** Exercise **
Return every one of the rows below word for word, unchanged and in the same order.

** Input rows **
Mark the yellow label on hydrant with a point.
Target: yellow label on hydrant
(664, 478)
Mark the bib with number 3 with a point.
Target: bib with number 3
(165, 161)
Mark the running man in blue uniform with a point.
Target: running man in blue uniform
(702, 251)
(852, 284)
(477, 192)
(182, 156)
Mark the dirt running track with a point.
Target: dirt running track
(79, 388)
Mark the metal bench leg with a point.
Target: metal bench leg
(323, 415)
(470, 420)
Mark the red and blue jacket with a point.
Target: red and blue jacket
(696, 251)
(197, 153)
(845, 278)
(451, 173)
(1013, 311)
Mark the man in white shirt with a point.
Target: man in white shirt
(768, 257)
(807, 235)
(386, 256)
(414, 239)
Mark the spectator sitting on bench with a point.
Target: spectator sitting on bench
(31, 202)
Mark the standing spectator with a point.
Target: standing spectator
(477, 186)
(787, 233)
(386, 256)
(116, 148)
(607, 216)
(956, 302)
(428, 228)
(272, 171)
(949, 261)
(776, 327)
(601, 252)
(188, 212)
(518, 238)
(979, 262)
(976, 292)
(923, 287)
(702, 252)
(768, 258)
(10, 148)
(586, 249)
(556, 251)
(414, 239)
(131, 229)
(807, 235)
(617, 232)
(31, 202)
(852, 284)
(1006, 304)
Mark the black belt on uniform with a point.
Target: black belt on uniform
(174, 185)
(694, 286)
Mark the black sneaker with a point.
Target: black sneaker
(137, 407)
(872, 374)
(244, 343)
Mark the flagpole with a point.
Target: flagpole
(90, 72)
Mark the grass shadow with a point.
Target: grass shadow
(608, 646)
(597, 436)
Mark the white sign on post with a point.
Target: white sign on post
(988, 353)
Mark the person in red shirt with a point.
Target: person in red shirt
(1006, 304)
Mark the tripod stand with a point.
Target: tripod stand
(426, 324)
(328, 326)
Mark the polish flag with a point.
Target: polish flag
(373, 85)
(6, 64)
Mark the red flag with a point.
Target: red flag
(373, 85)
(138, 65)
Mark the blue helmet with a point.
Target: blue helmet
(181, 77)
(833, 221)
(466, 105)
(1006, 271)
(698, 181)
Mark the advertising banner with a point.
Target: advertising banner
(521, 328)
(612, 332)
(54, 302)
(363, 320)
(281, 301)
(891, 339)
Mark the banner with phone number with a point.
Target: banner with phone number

** In response **
Mark the yellow label on hydrant with a point.
Target: yellow label on hydrant
(664, 478)
Mark the bib with number 3 with a point.
Target: bib with number 3
(165, 161)
Mark the running man in blue uniform with a point.
Target: running man in blue uniform
(702, 251)
(852, 284)
(477, 192)
(182, 156)
Mark the dirt running track with a point.
Target: dirt running track
(79, 388)
Mark the metal bench leg with a point.
Target: metal bench leg
(323, 415)
(470, 420)
Mark the red and blue jacket with a point.
Target: red and blue jacket
(696, 251)
(197, 153)
(845, 278)
(451, 173)
(1013, 311)
Mark the man in white shirt with a point.
Target: man in white shirt
(768, 257)
(807, 235)
(386, 256)
(414, 239)
Mark the spectator sitting on bench with a point.
Target: spectator sitting on bench
(31, 202)
Mark the standing spectator with a point.
Target: standing spectator
(477, 186)
(787, 233)
(386, 256)
(116, 148)
(607, 216)
(956, 302)
(428, 228)
(272, 171)
(949, 261)
(776, 327)
(601, 252)
(188, 212)
(518, 238)
(979, 262)
(976, 292)
(923, 287)
(702, 252)
(768, 258)
(10, 148)
(586, 249)
(556, 251)
(414, 239)
(131, 229)
(807, 235)
(617, 232)
(31, 202)
(852, 284)
(1006, 304)
Mark the black belt on uniform with a point.
Target: black belt on uniform
(174, 185)
(694, 286)
Mark the black sneaker with a point.
Target: black sneaker
(137, 407)
(872, 374)
(244, 343)
Mark the flagpole with a point.
Target: flagpole
(90, 72)
Mark the grass shadow with a point.
Target: grass shadow
(608, 646)
(597, 436)
Mark the white sign on post with a point.
Target: white sign on post
(988, 353)
Mark the person in red shirt with a point.
Target: person in red shirt
(1006, 304)
Mark the tripod stand with a point.
Target: tripod stand
(426, 324)
(328, 326)
Mark the polish flag with a point.
Target: polish flag
(373, 85)
(6, 64)
Mark the red flag with a point.
Target: red flag
(373, 85)
(138, 65)
Mark the blue helmet with a point.
Target: blue helmet
(181, 77)
(833, 221)
(466, 105)
(1006, 271)
(698, 181)
Mark the advertising banner with a point.
Target: advertising banner
(521, 328)
(612, 332)
(54, 302)
(363, 320)
(281, 301)
(891, 339)
Mark the banner with phone number with a point.
Target: banner with phone number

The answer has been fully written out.